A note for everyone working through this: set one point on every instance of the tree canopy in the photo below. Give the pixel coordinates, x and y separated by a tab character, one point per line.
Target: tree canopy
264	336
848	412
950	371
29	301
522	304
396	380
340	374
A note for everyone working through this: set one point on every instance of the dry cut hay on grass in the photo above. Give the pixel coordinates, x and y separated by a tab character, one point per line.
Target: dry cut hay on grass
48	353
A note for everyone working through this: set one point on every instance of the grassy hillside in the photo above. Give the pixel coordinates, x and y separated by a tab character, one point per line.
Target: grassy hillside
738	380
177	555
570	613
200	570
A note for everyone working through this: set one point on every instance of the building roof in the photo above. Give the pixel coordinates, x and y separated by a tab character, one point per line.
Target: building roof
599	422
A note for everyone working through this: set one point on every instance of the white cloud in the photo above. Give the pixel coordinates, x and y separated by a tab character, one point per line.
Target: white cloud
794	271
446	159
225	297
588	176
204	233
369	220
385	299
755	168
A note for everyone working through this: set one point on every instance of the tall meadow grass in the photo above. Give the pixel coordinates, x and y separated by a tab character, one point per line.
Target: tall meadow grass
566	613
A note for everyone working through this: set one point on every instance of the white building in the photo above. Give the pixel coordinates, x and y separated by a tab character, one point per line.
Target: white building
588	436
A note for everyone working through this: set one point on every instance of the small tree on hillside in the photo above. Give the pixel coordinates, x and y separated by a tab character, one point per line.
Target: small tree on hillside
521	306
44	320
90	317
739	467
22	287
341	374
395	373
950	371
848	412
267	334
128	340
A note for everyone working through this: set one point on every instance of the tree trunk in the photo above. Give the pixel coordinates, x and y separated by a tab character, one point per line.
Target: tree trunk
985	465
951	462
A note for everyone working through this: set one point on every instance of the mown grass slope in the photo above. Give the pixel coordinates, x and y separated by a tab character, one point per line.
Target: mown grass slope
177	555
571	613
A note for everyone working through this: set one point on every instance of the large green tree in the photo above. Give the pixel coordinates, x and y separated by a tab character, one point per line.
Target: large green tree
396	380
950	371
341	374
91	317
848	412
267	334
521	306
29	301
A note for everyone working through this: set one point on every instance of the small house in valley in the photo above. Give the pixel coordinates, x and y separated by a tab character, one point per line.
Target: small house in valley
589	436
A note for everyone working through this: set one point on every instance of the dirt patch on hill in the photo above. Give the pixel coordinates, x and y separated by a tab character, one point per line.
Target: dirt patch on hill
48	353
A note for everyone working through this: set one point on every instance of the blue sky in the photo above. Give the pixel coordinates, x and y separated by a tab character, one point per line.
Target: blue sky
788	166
━━━━━━━━━━━━━━━━
> **TASK INSTRUCTIONS**
Give again only the lines of the material above that run from the one with "of the large" through the end, both included, exactly as they appear.

> **EXERCISE SOLUTION**
A note for everyone working through this: set one point on every instance of the large green tree in the photo above. Give the pixel coordinates, x and y separated by a tab character, one point per line.
Target: large green tree
396	380
950	371
341	374
91	317
848	412
267	334
521	306
29	301
A note for everyone working through this: set one point on every instance of the small house in valley in the photo above. Give the pixel coordinates, x and y separated by a tab character, one point per line.
Target: small house in valley
589	436
A note for everyone working through this: set one point on every instance of the dirt patch on hill in the photo above. Give the pixel coordinates, x and y separated by a tab character, one point per line.
Target: dirt patch on hill
48	353
A note for everyone working through this: set one point on every instance of the blue sky in the photo above. Give the pixel coordinates, x and y separated by a tab character, one point per line.
Target: blue sky
788	166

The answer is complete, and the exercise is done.